- **TO DO**
Reproduce each entry below in full, exactly as it was given.

DATA IN THIS EXERCISE below:

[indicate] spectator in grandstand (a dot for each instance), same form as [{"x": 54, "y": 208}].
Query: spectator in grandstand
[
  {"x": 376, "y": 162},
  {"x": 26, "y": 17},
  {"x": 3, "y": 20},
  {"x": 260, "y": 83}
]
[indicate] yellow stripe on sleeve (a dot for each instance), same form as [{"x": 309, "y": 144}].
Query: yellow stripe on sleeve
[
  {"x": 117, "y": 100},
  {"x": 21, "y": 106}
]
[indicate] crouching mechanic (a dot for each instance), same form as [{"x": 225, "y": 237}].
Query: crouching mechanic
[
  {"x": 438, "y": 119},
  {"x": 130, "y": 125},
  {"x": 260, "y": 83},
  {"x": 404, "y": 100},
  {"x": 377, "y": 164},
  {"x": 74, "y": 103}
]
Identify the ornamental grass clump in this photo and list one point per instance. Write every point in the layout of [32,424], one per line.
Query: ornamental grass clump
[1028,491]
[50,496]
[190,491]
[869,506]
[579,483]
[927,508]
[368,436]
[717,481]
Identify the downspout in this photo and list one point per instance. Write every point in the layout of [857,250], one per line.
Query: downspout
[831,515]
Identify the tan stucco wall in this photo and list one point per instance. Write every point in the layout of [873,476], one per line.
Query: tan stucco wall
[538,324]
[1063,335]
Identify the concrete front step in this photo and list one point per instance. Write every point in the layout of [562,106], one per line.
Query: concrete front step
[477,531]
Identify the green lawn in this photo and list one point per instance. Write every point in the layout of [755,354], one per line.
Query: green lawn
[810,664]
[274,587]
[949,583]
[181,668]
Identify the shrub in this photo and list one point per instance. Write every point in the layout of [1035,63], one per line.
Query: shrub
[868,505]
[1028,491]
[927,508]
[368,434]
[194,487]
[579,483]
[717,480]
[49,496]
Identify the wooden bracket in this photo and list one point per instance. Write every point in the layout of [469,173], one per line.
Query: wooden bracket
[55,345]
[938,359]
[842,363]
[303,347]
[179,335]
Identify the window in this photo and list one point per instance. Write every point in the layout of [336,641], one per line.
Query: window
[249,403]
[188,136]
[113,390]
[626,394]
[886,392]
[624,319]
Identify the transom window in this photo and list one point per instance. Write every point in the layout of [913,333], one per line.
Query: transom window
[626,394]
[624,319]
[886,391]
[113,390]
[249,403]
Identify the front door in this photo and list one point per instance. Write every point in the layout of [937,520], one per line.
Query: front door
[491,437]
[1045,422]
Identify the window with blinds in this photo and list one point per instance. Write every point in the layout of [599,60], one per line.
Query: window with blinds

End of DATA IN THIS EXERCISE.

- **TASK RESULT**
[indicate] spectator in grandstand (a dot for each instance), same form as [{"x": 54, "y": 208}].
Query: spectator in grandstand
[
  {"x": 376, "y": 162},
  {"x": 26, "y": 17},
  {"x": 3, "y": 20},
  {"x": 260, "y": 83}
]
[indicate] yellow stripe on sleeve (a dot for each instance), same form as [{"x": 309, "y": 144}].
Query: yellow stripe on sleeve
[
  {"x": 117, "y": 100},
  {"x": 21, "y": 106}
]
[indicate] crouching mechanic (a dot for each instance), same form as [{"x": 225, "y": 237}].
Query: crouching mechanic
[
  {"x": 438, "y": 119},
  {"x": 130, "y": 125},
  {"x": 260, "y": 83},
  {"x": 404, "y": 100},
  {"x": 377, "y": 164},
  {"x": 74, "y": 103}
]
Identify the ornamental grass clump in this photo and list one point per instance. Write every point in the layout of [32,424], one per line.
Query: ornamental grass clump
[1028,491]
[50,496]
[190,491]
[869,506]
[579,483]
[927,508]
[368,436]
[717,481]
Identify the downspout in this photo and list one point per instance. Write every point in the layout of [857,250], one per line.
Query: downspout
[831,515]
Identify the tan stucco wall in this photo and list one point per instance. Write every point in the layout of [873,476], one per line.
Query: tan stucco wall
[538,324]
[1063,335]
Identify the concrete front step in this photo and list one point per instance. Write every point in the layout of [562,106], one per line.
Query: concrete front step
[477,531]
Identify the green lawn in this photo and list one point per instance. Write every point in the layout of [755,354], one per line.
Query: green lawn
[810,664]
[274,587]
[949,583]
[181,668]
Identify the shrub in this photo and list one point per instance. Write every point in the layout of [1035,63], one per line.
Query: shrub
[868,505]
[1028,491]
[927,508]
[368,434]
[194,487]
[579,483]
[717,480]
[49,496]
Identify the wooden bracket in this photo and list one point per instance. Write every point in the layout of [469,173], one per line.
Query: wooden bracket
[55,345]
[938,359]
[842,363]
[303,347]
[179,335]
Identify the window in this photo and list one point per instance. Write every point in the layout of [336,641], one per line.
Query: window
[249,403]
[188,136]
[113,390]
[626,394]
[886,392]
[624,319]
Identify the transom window in this photo and list one point per instance. Write every point in the layout of [913,333], one per line.
Query: transom window
[626,394]
[624,319]
[886,391]
[113,390]
[249,403]
Identify the front door in this photo and list one point per instance. Write every point in the layout of [937,520], one per line.
Query: front door
[491,437]
[1045,422]
Identify the window with blinds in this photo and list one point per instance. Write every point in the layout of [599,60], one per line.
Query: window with blinds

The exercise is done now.